Texto fornecido:
Um perdão mais forte que a morte

A situação no Iraque para os cristãos precipita-se após as duas guerras do Golfo. Verifica-se uma série de ataques contra os cristãos, até à dramática perseguição realizada pelo autodenominado Estado Islâmico, entre 2014 e 2017, em particular com a conquista de Mosul e o consequente êxodo dos cristãos para outras regiões e países.

«O êxodo dos cristãos começou logo desde a guerra entre Iraque e Irão. Depois o embargo, o pretenso Estado Islâmico… tudo isto provocou o êxodo em massa para as regiões curdas, e aí o patriarca e os bispos organizaram verdadeiramente um acolhimento fraterno, muito belo para com todos os refugiados. Quando estive em Ankawa, na cidade de Erbil, vi todo o trabalho da Igreja, por parte dos padres, de muitos leigos, de muitas realidades». O arcebispo católico caldeu de Erbil, D. Bashar Warda, chamou muitas realidades eclesiais nascidas após o Concílio Vaticano II, e muitos outros bispos procuraram responder não só às necessidades materiais, mas também espirituais.

O P. Jean Azzam recorda os tocantes testemunhos de pessoas que sofreram muito, que perderam tudo. Diziam, lembra, que não queriam condenar ou julgar os membros do Isis porque, afirmavam, «não sabiam o que faziam». E repetiam estas palavras de Cristo na cruz.

 

O êxodo dos cristãos

Dos 1,4 milhões de cristãos que viviam no Iraque antes do início da segunda guerra do Golfo, contam-se hoje entre 300 e 400 mil. Só entre 2003 e março de 2015 foram mortos 1200 cristãos. Entre eles D. Pauylos Rahho, o arcebispo de Mossul dos caldeus, assassinado em 2008, cinco sacerdotes e mais 48 vítimas do atentado jihadista de 31 de outubro de 2010 contra a igreja siro-católica de Nossa Senhora do Socorro, e foram destruídas ou danificadas 62 igrejas. Com o advento do Isis, mais de 100 mil cristãos foram forçados a abandonar as suas casas, juntamente com outras minorias perseguidas, como os yazidi. E cerca de 55 mil saíram nestes últimos anos do Curdistão iraquiano.

Registos do conjunto:
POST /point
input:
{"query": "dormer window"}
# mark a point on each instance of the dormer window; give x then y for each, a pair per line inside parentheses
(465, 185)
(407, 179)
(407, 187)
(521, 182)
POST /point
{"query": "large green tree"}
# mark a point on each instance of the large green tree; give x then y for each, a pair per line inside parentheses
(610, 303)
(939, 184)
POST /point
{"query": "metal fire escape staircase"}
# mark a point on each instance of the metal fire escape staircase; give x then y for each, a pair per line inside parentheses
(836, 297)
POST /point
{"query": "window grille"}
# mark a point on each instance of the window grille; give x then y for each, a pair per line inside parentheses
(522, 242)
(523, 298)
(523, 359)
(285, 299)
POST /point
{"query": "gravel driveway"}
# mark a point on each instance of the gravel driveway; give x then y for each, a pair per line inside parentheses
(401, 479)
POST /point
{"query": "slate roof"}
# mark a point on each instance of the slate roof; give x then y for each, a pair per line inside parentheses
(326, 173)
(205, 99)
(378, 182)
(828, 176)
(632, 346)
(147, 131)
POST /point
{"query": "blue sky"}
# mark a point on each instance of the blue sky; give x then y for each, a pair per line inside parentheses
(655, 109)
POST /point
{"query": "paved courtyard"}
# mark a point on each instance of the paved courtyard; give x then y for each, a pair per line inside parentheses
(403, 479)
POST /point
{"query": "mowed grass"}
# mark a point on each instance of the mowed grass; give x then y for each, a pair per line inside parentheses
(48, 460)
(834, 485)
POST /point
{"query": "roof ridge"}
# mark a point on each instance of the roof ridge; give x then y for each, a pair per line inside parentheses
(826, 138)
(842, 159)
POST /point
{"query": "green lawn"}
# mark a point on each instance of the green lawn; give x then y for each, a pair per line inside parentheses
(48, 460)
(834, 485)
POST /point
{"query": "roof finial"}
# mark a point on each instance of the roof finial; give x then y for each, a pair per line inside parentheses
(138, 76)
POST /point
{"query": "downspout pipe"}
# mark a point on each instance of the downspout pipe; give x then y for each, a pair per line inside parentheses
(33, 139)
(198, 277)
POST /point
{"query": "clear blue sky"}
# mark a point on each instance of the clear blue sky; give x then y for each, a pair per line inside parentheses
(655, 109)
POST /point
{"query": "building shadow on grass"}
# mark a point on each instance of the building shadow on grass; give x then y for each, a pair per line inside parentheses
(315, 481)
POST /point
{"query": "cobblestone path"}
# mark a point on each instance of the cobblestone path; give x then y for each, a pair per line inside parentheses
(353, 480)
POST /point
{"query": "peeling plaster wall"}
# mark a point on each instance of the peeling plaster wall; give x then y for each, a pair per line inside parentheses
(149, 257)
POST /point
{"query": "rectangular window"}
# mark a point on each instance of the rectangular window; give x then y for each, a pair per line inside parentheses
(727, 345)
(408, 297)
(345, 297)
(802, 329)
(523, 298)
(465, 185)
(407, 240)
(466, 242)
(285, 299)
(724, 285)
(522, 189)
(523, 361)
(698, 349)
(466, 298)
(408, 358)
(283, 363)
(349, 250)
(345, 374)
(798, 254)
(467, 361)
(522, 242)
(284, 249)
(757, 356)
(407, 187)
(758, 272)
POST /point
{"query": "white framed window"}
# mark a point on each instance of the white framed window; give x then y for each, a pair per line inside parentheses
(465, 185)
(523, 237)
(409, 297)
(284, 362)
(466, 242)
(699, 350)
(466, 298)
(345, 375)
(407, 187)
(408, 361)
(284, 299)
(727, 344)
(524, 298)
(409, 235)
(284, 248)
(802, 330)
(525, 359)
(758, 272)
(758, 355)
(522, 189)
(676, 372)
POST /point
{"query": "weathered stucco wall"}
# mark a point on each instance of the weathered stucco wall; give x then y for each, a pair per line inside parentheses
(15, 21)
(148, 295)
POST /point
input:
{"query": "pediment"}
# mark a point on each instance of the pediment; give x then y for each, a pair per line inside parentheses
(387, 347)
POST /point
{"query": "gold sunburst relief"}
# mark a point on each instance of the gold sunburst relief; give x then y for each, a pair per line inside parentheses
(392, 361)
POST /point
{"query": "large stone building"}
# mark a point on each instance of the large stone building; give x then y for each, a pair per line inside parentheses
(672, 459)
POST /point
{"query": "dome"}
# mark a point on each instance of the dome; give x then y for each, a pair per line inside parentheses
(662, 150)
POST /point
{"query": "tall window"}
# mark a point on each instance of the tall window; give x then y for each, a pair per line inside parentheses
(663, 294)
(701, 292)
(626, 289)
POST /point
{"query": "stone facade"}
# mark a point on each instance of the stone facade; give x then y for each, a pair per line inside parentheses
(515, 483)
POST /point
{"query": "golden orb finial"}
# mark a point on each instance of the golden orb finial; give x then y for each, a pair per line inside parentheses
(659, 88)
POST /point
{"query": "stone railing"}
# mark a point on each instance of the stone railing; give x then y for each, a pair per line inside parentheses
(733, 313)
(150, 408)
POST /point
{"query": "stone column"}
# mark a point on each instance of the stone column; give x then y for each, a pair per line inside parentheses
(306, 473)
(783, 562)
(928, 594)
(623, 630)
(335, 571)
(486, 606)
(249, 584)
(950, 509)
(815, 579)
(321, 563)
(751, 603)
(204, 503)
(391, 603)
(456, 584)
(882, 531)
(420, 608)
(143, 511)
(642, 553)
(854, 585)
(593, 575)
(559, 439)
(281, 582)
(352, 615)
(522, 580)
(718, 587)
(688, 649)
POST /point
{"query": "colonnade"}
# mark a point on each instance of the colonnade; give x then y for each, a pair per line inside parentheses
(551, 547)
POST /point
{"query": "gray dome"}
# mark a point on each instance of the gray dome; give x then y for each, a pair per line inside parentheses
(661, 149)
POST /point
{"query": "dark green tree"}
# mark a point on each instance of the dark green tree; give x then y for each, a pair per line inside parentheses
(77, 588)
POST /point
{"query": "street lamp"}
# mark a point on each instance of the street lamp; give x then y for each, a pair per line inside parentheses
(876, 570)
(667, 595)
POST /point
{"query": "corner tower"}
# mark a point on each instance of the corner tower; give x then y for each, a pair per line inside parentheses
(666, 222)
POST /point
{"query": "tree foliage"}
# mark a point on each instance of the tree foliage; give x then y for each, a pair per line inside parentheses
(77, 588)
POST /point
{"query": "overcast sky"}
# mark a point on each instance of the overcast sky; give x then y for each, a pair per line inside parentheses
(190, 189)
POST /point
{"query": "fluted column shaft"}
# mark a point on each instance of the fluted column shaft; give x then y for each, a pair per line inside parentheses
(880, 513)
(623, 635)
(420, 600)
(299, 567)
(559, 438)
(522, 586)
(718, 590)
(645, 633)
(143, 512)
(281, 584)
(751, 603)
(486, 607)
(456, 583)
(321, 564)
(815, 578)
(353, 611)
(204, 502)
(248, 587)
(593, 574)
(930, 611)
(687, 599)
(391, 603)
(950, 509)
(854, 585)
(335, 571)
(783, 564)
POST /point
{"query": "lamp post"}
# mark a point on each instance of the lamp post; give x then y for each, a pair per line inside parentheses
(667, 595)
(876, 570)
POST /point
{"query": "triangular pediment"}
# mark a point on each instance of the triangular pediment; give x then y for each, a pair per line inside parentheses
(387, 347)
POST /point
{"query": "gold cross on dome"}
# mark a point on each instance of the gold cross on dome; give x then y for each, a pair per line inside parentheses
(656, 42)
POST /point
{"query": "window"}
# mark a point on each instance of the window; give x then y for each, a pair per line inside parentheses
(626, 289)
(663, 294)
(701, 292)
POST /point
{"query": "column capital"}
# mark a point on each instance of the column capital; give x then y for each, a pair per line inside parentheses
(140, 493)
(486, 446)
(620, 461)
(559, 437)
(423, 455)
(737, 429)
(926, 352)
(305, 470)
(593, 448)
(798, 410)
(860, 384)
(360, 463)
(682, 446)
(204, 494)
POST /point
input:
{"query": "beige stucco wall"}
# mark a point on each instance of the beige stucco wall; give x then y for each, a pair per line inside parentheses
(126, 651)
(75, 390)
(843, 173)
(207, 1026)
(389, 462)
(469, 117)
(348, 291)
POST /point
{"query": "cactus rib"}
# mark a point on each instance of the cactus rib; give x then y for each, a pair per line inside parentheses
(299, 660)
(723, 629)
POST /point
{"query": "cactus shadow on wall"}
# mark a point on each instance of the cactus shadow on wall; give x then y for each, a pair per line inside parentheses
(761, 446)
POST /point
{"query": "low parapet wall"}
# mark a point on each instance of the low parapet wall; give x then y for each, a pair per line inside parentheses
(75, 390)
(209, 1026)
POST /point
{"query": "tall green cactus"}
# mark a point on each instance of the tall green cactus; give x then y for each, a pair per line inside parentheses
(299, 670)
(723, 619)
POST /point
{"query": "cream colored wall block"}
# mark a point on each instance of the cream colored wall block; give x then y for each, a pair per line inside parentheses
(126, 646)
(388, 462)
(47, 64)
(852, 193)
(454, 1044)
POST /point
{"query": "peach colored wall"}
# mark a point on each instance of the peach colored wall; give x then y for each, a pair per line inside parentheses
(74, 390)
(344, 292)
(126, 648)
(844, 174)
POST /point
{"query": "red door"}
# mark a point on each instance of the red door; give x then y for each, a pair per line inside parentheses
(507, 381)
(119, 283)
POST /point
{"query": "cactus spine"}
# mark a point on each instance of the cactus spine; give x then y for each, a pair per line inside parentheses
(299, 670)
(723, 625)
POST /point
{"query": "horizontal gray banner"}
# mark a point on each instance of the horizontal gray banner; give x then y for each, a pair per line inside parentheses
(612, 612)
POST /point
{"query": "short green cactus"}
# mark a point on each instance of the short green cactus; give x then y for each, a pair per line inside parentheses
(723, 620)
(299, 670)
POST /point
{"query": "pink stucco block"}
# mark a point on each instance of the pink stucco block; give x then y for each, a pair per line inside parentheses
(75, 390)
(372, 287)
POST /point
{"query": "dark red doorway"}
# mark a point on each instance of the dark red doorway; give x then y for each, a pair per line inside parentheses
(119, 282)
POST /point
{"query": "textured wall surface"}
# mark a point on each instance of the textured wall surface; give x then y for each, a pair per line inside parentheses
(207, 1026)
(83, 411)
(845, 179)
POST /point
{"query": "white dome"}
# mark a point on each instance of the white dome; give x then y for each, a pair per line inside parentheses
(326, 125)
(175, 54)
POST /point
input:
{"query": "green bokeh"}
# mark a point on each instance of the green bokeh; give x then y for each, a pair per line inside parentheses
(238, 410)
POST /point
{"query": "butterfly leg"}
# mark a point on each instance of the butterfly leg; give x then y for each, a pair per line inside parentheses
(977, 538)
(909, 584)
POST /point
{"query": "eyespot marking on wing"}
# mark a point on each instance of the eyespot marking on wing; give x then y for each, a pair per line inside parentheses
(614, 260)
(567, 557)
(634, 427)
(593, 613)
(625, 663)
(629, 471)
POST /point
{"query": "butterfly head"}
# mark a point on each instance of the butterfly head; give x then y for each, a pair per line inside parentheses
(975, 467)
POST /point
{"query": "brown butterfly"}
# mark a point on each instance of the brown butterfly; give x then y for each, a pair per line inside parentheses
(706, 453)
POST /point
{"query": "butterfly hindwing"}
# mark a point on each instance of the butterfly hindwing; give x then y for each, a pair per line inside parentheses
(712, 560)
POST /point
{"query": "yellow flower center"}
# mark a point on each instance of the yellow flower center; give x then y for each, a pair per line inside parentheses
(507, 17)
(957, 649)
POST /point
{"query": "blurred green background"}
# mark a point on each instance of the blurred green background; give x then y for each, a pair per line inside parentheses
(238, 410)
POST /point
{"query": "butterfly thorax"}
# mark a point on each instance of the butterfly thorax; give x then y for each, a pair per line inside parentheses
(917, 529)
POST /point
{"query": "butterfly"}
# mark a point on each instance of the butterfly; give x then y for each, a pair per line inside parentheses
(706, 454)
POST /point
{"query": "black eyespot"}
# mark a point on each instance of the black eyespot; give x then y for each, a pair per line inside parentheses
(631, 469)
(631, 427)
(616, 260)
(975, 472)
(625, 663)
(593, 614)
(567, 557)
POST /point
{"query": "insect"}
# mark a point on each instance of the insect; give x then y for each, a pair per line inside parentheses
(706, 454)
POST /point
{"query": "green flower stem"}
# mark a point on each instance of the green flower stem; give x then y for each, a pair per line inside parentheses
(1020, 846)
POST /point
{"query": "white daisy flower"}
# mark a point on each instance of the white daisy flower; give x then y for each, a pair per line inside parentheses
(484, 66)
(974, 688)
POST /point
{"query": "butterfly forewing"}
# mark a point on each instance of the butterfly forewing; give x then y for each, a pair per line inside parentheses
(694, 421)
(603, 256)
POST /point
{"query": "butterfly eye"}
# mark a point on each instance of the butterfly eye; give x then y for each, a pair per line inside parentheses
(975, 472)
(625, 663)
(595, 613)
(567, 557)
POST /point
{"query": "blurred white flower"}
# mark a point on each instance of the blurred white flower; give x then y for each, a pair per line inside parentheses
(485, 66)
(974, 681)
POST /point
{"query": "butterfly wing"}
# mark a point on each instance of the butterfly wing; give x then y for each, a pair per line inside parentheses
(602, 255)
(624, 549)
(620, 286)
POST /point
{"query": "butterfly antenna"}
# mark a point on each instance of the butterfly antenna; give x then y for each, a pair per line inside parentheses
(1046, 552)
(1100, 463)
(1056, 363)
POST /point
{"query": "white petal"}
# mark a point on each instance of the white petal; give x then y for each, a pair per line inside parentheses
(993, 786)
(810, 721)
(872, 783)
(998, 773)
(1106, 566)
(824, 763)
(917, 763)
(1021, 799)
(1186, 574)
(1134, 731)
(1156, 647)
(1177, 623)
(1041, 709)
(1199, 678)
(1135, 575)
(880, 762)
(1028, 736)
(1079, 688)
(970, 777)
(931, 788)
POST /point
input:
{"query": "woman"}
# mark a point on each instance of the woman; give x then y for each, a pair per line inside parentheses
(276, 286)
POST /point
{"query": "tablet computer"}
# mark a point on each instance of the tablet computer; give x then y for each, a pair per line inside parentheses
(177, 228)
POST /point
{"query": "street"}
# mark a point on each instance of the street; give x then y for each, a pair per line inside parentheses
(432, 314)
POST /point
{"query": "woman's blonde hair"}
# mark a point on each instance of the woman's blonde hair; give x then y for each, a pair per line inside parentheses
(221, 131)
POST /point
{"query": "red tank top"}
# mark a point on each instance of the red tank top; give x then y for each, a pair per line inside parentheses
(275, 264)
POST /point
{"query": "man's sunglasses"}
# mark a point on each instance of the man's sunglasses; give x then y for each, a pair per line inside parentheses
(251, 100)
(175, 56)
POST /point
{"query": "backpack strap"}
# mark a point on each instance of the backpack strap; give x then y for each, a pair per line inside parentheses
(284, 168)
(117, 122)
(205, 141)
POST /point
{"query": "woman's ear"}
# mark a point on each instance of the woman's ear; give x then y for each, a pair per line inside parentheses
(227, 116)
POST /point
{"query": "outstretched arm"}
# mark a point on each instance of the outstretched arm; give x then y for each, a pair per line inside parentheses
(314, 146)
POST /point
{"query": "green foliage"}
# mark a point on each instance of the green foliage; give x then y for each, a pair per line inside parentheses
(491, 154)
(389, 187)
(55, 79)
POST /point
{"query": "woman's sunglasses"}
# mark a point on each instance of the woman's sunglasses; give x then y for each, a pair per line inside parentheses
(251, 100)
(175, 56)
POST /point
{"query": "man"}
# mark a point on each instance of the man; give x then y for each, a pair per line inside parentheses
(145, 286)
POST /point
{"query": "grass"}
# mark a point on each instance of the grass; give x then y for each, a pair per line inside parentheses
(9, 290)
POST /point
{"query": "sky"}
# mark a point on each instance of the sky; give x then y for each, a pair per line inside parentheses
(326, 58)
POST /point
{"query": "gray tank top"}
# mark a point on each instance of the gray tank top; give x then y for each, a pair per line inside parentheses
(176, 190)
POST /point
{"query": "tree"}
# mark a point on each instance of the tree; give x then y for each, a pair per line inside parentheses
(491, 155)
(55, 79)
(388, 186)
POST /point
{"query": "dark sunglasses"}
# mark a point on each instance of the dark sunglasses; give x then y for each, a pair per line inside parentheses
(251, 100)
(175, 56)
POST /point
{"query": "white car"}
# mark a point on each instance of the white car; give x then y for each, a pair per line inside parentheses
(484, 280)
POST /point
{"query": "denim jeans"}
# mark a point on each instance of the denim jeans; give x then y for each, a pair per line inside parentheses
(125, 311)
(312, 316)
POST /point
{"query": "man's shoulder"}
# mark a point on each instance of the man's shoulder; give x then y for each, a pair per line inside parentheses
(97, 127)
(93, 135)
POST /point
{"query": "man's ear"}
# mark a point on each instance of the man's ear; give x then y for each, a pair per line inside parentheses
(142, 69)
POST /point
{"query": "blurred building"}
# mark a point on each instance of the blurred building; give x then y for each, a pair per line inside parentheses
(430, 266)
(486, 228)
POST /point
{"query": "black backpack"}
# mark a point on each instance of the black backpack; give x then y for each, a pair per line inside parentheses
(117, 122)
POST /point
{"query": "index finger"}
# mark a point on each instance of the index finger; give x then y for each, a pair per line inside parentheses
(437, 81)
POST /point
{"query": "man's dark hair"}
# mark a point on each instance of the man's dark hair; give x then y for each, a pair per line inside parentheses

O que se pede:
No texto sobre os cristãos do Iraque, por que motivo as pessoas que perderam tudo diziam não querer condenar nem julgar os membros do Isis? Explica em uma a três frases. Baseia-te unicamente no texto.

Resolução:
Essas pessoas afirmavam que os membros do Isis «não sabiam o que faziam». Ao dizê-lo, repetiam as palavras de Cristo na cruz.